## Task statement
How many of the lines below contain the string "framed"? Reply with the number alone.

========================================

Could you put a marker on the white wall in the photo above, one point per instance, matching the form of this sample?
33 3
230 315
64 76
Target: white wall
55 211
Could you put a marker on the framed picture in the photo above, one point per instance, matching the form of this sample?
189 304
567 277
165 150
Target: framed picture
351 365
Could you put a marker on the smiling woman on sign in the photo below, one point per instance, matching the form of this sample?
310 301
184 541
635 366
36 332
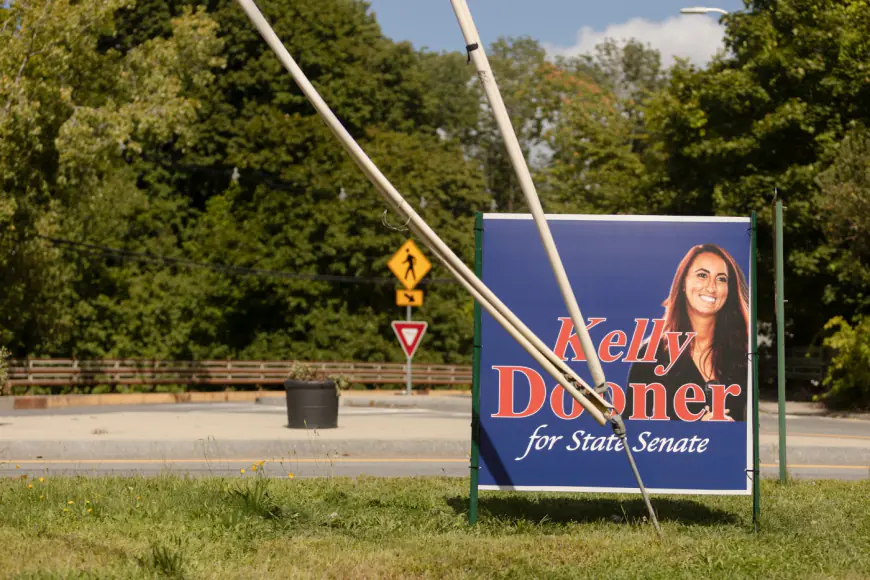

========================================

## Exercise result
2